• **Exercise objective**
This exercise asks for the entries to be repeated exactly, without their images.

*** Block opens ***

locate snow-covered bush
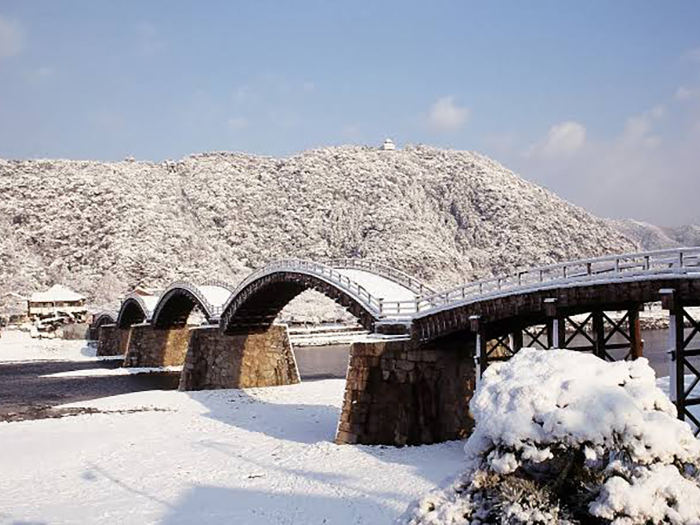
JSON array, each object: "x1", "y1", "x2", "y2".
[{"x1": 403, "y1": 349, "x2": 700, "y2": 524}]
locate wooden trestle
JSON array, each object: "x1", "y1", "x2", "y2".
[
  {"x1": 473, "y1": 294, "x2": 699, "y2": 436},
  {"x1": 661, "y1": 289, "x2": 700, "y2": 435}
]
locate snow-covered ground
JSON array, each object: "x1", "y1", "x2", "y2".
[
  {"x1": 0, "y1": 380, "x2": 464, "y2": 524},
  {"x1": 2, "y1": 333, "x2": 698, "y2": 524},
  {"x1": 0, "y1": 329, "x2": 118, "y2": 363},
  {"x1": 41, "y1": 365, "x2": 183, "y2": 378}
]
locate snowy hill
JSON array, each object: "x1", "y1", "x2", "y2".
[
  {"x1": 608, "y1": 219, "x2": 700, "y2": 251},
  {"x1": 0, "y1": 146, "x2": 637, "y2": 315}
]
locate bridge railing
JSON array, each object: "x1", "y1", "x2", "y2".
[
  {"x1": 325, "y1": 258, "x2": 435, "y2": 296},
  {"x1": 412, "y1": 247, "x2": 700, "y2": 312},
  {"x1": 202, "y1": 280, "x2": 236, "y2": 293}
]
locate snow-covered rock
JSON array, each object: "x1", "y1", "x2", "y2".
[{"x1": 403, "y1": 349, "x2": 700, "y2": 525}]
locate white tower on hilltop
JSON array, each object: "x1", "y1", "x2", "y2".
[{"x1": 381, "y1": 138, "x2": 396, "y2": 151}]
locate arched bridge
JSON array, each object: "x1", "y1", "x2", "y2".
[
  {"x1": 117, "y1": 293, "x2": 160, "y2": 328},
  {"x1": 150, "y1": 281, "x2": 234, "y2": 328},
  {"x1": 106, "y1": 248, "x2": 700, "y2": 444},
  {"x1": 219, "y1": 259, "x2": 430, "y2": 333}
]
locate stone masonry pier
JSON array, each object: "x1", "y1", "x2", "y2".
[
  {"x1": 96, "y1": 324, "x2": 119, "y2": 357},
  {"x1": 179, "y1": 325, "x2": 299, "y2": 391},
  {"x1": 123, "y1": 324, "x2": 191, "y2": 368},
  {"x1": 96, "y1": 325, "x2": 132, "y2": 357},
  {"x1": 335, "y1": 334, "x2": 476, "y2": 446}
]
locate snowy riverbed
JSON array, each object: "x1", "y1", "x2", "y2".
[
  {"x1": 1, "y1": 332, "x2": 698, "y2": 524},
  {"x1": 0, "y1": 329, "x2": 110, "y2": 363},
  {"x1": 40, "y1": 365, "x2": 184, "y2": 378},
  {"x1": 0, "y1": 379, "x2": 465, "y2": 524}
]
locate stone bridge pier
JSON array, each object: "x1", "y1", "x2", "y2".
[
  {"x1": 335, "y1": 333, "x2": 477, "y2": 446},
  {"x1": 179, "y1": 324, "x2": 299, "y2": 390},
  {"x1": 123, "y1": 323, "x2": 191, "y2": 368},
  {"x1": 96, "y1": 324, "x2": 133, "y2": 357}
]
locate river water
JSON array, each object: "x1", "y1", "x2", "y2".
[{"x1": 293, "y1": 328, "x2": 700, "y2": 380}]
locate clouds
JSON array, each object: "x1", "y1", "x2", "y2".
[
  {"x1": 619, "y1": 106, "x2": 665, "y2": 148},
  {"x1": 427, "y1": 96, "x2": 470, "y2": 132},
  {"x1": 509, "y1": 81, "x2": 700, "y2": 225},
  {"x1": 527, "y1": 121, "x2": 586, "y2": 158},
  {"x1": 0, "y1": 16, "x2": 23, "y2": 59},
  {"x1": 683, "y1": 46, "x2": 700, "y2": 64},
  {"x1": 675, "y1": 86, "x2": 693, "y2": 101}
]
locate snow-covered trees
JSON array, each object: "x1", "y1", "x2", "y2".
[
  {"x1": 403, "y1": 349, "x2": 700, "y2": 525},
  {"x1": 0, "y1": 147, "x2": 638, "y2": 317}
]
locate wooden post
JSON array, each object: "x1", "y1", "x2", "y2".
[
  {"x1": 660, "y1": 288, "x2": 685, "y2": 420},
  {"x1": 546, "y1": 319, "x2": 554, "y2": 349},
  {"x1": 556, "y1": 316, "x2": 566, "y2": 349},
  {"x1": 470, "y1": 315, "x2": 486, "y2": 383},
  {"x1": 511, "y1": 330, "x2": 524, "y2": 353},
  {"x1": 543, "y1": 298, "x2": 560, "y2": 349},
  {"x1": 592, "y1": 310, "x2": 606, "y2": 359},
  {"x1": 674, "y1": 304, "x2": 685, "y2": 416},
  {"x1": 628, "y1": 305, "x2": 643, "y2": 359}
]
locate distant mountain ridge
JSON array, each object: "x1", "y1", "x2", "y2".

*** Block closes ***

• **Exercise response**
locate snow-covered bush
JSON array, each object: "x1", "y1", "x2", "y2".
[{"x1": 403, "y1": 349, "x2": 700, "y2": 524}]
locate wooden trestle
JSON array, each object: "x1", "y1", "x2", "y2".
[
  {"x1": 473, "y1": 294, "x2": 699, "y2": 436},
  {"x1": 661, "y1": 289, "x2": 700, "y2": 435}
]
locate snow-covered ground
JSON array, each object: "x1", "y1", "x2", "y2".
[
  {"x1": 0, "y1": 380, "x2": 464, "y2": 524},
  {"x1": 2, "y1": 333, "x2": 698, "y2": 524},
  {"x1": 0, "y1": 329, "x2": 118, "y2": 363},
  {"x1": 41, "y1": 365, "x2": 183, "y2": 378}
]
locate snowy hill
JSON array, each object: "x1", "y1", "x2", "y2".
[
  {"x1": 608, "y1": 219, "x2": 700, "y2": 251},
  {"x1": 0, "y1": 146, "x2": 637, "y2": 315}
]
locate bridge railing
JSON array, each object: "x1", "y1", "x2", "y2".
[
  {"x1": 325, "y1": 258, "x2": 435, "y2": 296},
  {"x1": 412, "y1": 247, "x2": 700, "y2": 312},
  {"x1": 202, "y1": 280, "x2": 236, "y2": 293}
]
locate snow-covered rock
JSON array, each object: "x1", "y1", "x2", "y2".
[{"x1": 403, "y1": 349, "x2": 700, "y2": 525}]
locate white tower on hilltop
JSON array, each object: "x1", "y1", "x2", "y2".
[{"x1": 381, "y1": 138, "x2": 396, "y2": 151}]
locate arched bridge
JSON array, each object: "x1", "y1", "x2", "y2".
[
  {"x1": 117, "y1": 293, "x2": 160, "y2": 328},
  {"x1": 150, "y1": 281, "x2": 234, "y2": 328},
  {"x1": 106, "y1": 248, "x2": 700, "y2": 444},
  {"x1": 219, "y1": 259, "x2": 430, "y2": 333}
]
locate stone masonry pier
JSON array, each object: "x1", "y1", "x2", "y2".
[
  {"x1": 96, "y1": 324, "x2": 119, "y2": 357},
  {"x1": 179, "y1": 325, "x2": 299, "y2": 391},
  {"x1": 123, "y1": 324, "x2": 191, "y2": 368},
  {"x1": 96, "y1": 325, "x2": 132, "y2": 357},
  {"x1": 335, "y1": 334, "x2": 476, "y2": 446}
]
locate snowy riverbed
JSON array, each object: "x1", "y1", "x2", "y2".
[
  {"x1": 1, "y1": 332, "x2": 698, "y2": 524},
  {"x1": 0, "y1": 329, "x2": 110, "y2": 363},
  {"x1": 40, "y1": 365, "x2": 184, "y2": 378},
  {"x1": 0, "y1": 379, "x2": 465, "y2": 524}
]
locate stone bridge pier
JSON array, each object: "x1", "y1", "x2", "y2".
[
  {"x1": 335, "y1": 333, "x2": 477, "y2": 446},
  {"x1": 179, "y1": 324, "x2": 299, "y2": 390},
  {"x1": 123, "y1": 323, "x2": 191, "y2": 368},
  {"x1": 96, "y1": 324, "x2": 133, "y2": 357}
]
locate river water
JSON array, each object: "x1", "y1", "x2", "y2".
[{"x1": 293, "y1": 328, "x2": 700, "y2": 380}]
locate clouds
JSON array, each object: "x1", "y1", "x2", "y2".
[
  {"x1": 619, "y1": 106, "x2": 665, "y2": 148},
  {"x1": 427, "y1": 96, "x2": 470, "y2": 132},
  {"x1": 509, "y1": 81, "x2": 700, "y2": 225},
  {"x1": 527, "y1": 121, "x2": 586, "y2": 158},
  {"x1": 0, "y1": 16, "x2": 23, "y2": 59},
  {"x1": 683, "y1": 46, "x2": 700, "y2": 64},
  {"x1": 675, "y1": 86, "x2": 693, "y2": 101}
]
locate snow-covered trees
JSON array, each object: "x1", "y1", "x2", "y2".
[
  {"x1": 403, "y1": 349, "x2": 700, "y2": 525},
  {"x1": 0, "y1": 147, "x2": 638, "y2": 317}
]
locate wooden post
JSON array, each object: "x1", "y1", "x2", "y2".
[
  {"x1": 660, "y1": 288, "x2": 685, "y2": 420},
  {"x1": 546, "y1": 319, "x2": 554, "y2": 349},
  {"x1": 556, "y1": 316, "x2": 566, "y2": 349},
  {"x1": 470, "y1": 315, "x2": 486, "y2": 383},
  {"x1": 511, "y1": 330, "x2": 524, "y2": 353},
  {"x1": 543, "y1": 298, "x2": 560, "y2": 349},
  {"x1": 592, "y1": 310, "x2": 606, "y2": 359},
  {"x1": 674, "y1": 304, "x2": 685, "y2": 416},
  {"x1": 628, "y1": 305, "x2": 643, "y2": 359}
]
locate distant mountain ridge
JSON array, each object: "x1", "y1", "x2", "y2".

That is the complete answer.